Segment Open

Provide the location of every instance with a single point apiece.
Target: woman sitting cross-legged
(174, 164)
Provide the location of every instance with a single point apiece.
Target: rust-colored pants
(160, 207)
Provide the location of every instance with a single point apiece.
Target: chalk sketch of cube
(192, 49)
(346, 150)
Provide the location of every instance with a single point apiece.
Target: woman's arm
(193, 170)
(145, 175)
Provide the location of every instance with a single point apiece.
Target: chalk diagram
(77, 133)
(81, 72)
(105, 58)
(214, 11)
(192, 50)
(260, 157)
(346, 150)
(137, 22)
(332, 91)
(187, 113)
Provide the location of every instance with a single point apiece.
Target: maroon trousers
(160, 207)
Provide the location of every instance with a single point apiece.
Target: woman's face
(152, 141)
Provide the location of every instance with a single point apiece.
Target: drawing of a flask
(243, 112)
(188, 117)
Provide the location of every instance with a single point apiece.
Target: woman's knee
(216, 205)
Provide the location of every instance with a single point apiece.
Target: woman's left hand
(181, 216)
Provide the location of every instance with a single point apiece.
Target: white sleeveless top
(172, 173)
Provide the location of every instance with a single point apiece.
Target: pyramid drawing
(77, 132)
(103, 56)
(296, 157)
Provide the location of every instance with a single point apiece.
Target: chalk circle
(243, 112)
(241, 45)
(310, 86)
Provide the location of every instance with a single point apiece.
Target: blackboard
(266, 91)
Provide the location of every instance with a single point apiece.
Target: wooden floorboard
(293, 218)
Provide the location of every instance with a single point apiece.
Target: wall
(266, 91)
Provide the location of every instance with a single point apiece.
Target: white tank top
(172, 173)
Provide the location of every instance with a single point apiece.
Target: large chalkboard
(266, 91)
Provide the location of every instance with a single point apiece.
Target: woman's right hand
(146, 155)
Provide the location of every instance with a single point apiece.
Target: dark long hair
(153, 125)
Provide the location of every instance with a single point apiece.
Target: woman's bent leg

Segment Closed

- Exercise: The line containing "Target: large chalkboard" marks where to begin; copy it and every later line exactly, through the end of the data.

- Solved problem:
Target: large chalkboard
(266, 91)
Provide the location of every instance with a single point apiece.
Target: woman's right hand
(146, 155)
Provide the location of every instance with a single point apiece.
Target: dark long hair
(153, 125)
Provide the location of every instance with a single point apiece.
Target: woman's bent leg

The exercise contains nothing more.